Copy the listing exactly, please, and keep every picture out of it.

------------------------------

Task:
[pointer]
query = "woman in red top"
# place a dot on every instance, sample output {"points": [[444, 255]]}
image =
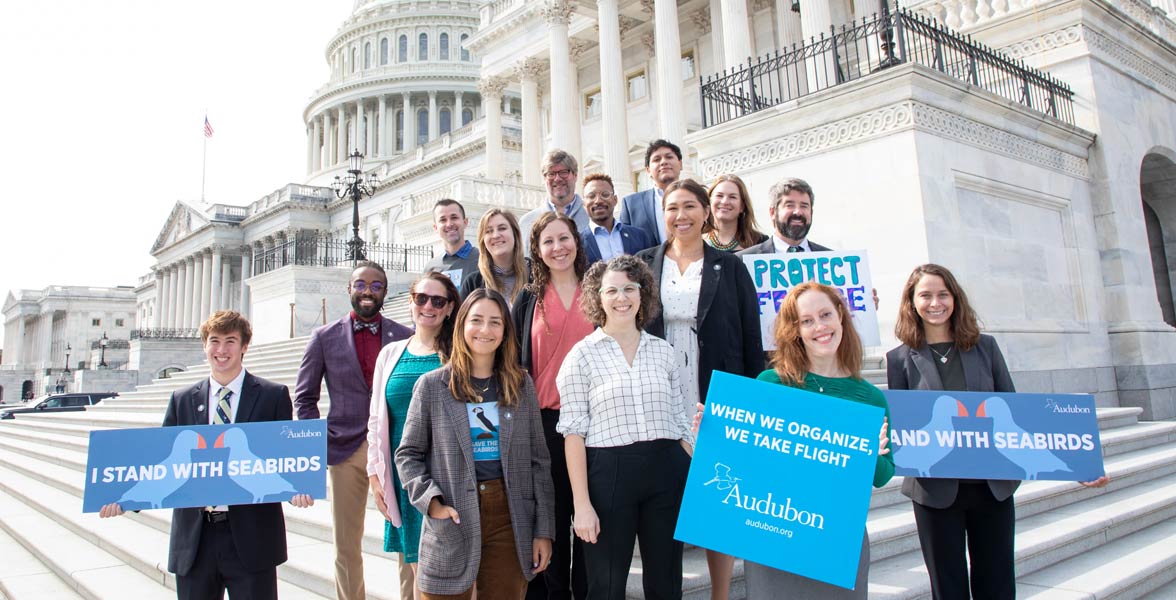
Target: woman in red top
{"points": [[549, 322]]}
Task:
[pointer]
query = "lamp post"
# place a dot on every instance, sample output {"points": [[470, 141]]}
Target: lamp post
{"points": [[355, 186], [101, 354]]}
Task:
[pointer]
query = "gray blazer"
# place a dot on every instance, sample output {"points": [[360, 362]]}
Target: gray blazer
{"points": [[983, 371], [436, 459]]}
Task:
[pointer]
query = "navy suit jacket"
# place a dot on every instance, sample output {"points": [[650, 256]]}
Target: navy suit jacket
{"points": [[640, 210], [259, 531], [633, 239]]}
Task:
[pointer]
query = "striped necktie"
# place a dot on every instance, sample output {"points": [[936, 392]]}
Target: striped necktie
{"points": [[224, 408]]}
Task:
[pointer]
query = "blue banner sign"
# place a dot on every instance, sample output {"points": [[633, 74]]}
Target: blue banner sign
{"points": [[995, 435], [782, 478], [206, 465]]}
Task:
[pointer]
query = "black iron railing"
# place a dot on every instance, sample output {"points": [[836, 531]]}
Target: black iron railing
{"points": [[323, 251], [874, 44]]}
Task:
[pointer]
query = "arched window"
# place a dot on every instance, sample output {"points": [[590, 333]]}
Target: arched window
{"points": [[422, 126]]}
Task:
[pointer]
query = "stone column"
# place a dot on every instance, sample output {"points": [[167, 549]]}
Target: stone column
{"points": [[341, 138], [214, 275], [528, 70], [381, 126], [409, 122], [435, 117], [614, 114], [558, 14], [492, 106], [670, 110]]}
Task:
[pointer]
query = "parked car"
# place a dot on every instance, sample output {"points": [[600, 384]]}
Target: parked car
{"points": [[59, 404]]}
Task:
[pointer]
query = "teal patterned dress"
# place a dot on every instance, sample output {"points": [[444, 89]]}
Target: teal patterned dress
{"points": [[399, 392]]}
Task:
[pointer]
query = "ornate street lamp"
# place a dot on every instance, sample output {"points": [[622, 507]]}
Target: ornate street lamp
{"points": [[101, 354], [355, 186]]}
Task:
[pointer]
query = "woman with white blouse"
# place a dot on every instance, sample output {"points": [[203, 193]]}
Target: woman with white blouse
{"points": [[627, 440]]}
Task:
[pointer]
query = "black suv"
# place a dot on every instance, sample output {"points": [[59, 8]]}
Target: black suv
{"points": [[59, 404]]}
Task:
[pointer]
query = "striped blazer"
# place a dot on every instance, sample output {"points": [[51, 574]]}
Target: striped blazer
{"points": [[436, 459]]}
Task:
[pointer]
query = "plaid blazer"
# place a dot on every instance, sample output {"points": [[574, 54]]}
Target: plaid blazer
{"points": [[436, 459]]}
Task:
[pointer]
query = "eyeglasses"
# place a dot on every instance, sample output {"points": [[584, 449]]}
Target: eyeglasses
{"points": [[375, 287], [439, 301], [628, 290]]}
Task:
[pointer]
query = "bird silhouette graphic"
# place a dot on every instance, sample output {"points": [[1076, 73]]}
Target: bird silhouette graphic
{"points": [[722, 479], [923, 458], [1033, 461], [258, 485], [152, 492]]}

------------------------------

| ANSWER |
Task:
[pointer]
query = "woman in red top"
# place a dot on every instance, sample output {"points": [[444, 255]]}
image =
Target: woman in red top
{"points": [[549, 322]]}
Task:
[pointer]
query = "lamp post"
# place a dot on every instance, sample output {"points": [[470, 141]]}
Target: lamp post
{"points": [[355, 186], [101, 354]]}
Task:
[pointer]
query = "gray blazer"
# place a dot on every instance, sample output {"points": [[360, 362]]}
Target: gray blazer
{"points": [[983, 371], [436, 459]]}
Task:
[pointer]
query = "navy suit jacket"
# place a dot on every instance, sample output {"points": [[650, 256]]}
Target: navy suit jacket
{"points": [[640, 210], [259, 531], [633, 239]]}
Task:
[pointer]
query = "striped necktie"
# place a dot on every instance, sample output {"points": [[936, 392]]}
Target: striped necktie
{"points": [[224, 408]]}
Task:
[pointer]
query = "blue banner sign"
# place a dot on every instance, sample output {"points": [[633, 74]]}
Target: blue banner sign
{"points": [[995, 435], [782, 478], [206, 465]]}
Task:
[pointer]
query = "black iron railing"
# place a dot on every instance, sample output {"points": [[836, 531]]}
Target: black iron railing
{"points": [[323, 251], [874, 44]]}
Task:
[pointer]
query = "arched window"
# place a dot on every instance, sample output {"points": [[590, 333]]}
Target: arched window
{"points": [[422, 126]]}
Task:
[pointer]
query = "stone column"
# place a dot on every instance, sample output {"points": [[167, 549]]}
Target: stone column
{"points": [[341, 138], [214, 275], [528, 70], [381, 126], [409, 122], [435, 117], [614, 114], [558, 14], [492, 106], [670, 110]]}
Task:
[pointer]
query = "parked car"
# place a dot on every instance, sample output {"points": [[600, 384]]}
Target: parked car
{"points": [[59, 404]]}
Task:
[pointer]
query = "teal patterned dress"
# place a dot on every instance, sample output {"points": [[444, 89]]}
Target: teal patterned dress
{"points": [[399, 392]]}
Task:
[pointer]
query = "ornate street lamp"
# place a dot on every instance, sample output {"points": [[622, 507]]}
Target: ornate street lamp
{"points": [[101, 354], [355, 186]]}
Task:
[pointer]
query = "woman with white blouse"
# place a dot on every instance, sample output {"points": [[203, 193]]}
Target: woman with white blouse
{"points": [[627, 440]]}
Task:
[pointer]
query = "black suv"
# place a dot on every instance, sample output {"points": [[59, 8]]}
Target: black suv
{"points": [[59, 404]]}
Task:
[pointer]
query = "striped blazer"
# place a dot on every instance, sample output {"points": [[51, 574]]}
Target: striped blazer
{"points": [[436, 459]]}
Task:
[pointer]
query = "plaid blazer"
# place a dot on every instance, sample output {"points": [[574, 54]]}
Target: plaid blazer
{"points": [[436, 459]]}
Task:
[pointer]
query = "eyeglasses"
# place a dot on every instance, sample output {"points": [[584, 449]]}
Target: eyeglasses
{"points": [[375, 287], [439, 301], [628, 290]]}
Task:
[pointer]
query = "bird silhouette graphic"
# place a dot on every instance, sample output {"points": [[1076, 73]]}
Target: bird silhouette graphic
{"points": [[722, 479], [923, 458], [1033, 461], [258, 485], [152, 492]]}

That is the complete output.